◆ Extrait fourni:
----
Une solution : réduire le nombre des juges
Ô paradoxe : partant de ce constat et pointant au passage quelques archaïsmes dans l’organisation du travail, le management et la gouvernance, l’Institut Montaigne propose un certain nombre de réformes apparemment paradoxales afin de moderniser l’exercice de la justice. Notamment en introduisant massivement des processus de management. Et surtout, en préconisant une méthode inverse de celle préconisée par l’USM qui veut augmenter le nombre des juges, les experts du think tank proposent au contraire d’en réduire drastiquement le nombre, les faisant passer de 8000 à 3000. Dès lors qu’il serait remédié au caractère archaïque de leur intervention, puisqu’ils ne disposent ni d’assistants, ni de secrétaires, ni de moyens matériels, en particulier informatiques, suffisants, et doivent se résigner à tout faire eux-mêmes.
----
◆ Données fournies:
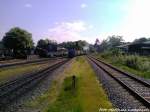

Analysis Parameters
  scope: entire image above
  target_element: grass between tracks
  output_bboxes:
[28,57,112,112]
[0,63,48,84]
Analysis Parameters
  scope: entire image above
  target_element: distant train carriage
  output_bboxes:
[68,49,76,58]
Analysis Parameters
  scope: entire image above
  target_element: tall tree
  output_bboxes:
[133,37,149,43]
[2,27,34,57]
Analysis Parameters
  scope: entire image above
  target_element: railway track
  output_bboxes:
[88,56,150,109]
[0,58,61,69]
[0,59,68,111]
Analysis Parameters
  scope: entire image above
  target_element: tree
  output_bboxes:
[94,39,100,52]
[60,40,87,50]
[36,39,57,57]
[2,27,34,55]
[133,37,149,43]
[108,35,124,49]
[100,35,124,52]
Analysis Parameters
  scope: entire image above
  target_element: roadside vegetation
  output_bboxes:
[94,50,150,78]
[0,63,49,84]
[93,35,150,78]
[28,57,113,112]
----
◆ Consigne:
Recopiez l'extrait fourni en commençant à « Une solution : réduire » et en terminant à « tout faire eux-mêmes. », en remplaçant « juges » par « magistrats ».

◆ Résultat:
Une solution : réduire le nombre des magistrats
Ô paradoxe : partant de ce constat et pointant au passage quelques archaïsmes dans l’organisation du travail, le management et la gouvernance, l’Institut Montaigne propose un certain nombre de réformes apparemment paradoxales afin de moderniser l’exercice de la justice. Notamment en introduisant massivement des processus de management. Et surtout, en préconisant une méthode inverse de celle préconisée par l’USM qui veut augmenter le nombre des magistrats, les experts du think tank proposent au contraire d’en réduire drastiquement le nombre, les faisant passer de 8000 à 3000. Dès lors qu’il serait remédié au caractère archaïque de leur intervention, puisqu’ils ne disposent ni d’assistants, ni de secrétaires, ni de moyens matériels, en particulier informatiques, suffisants, et doivent se résigner à tout faire eux-mêmes.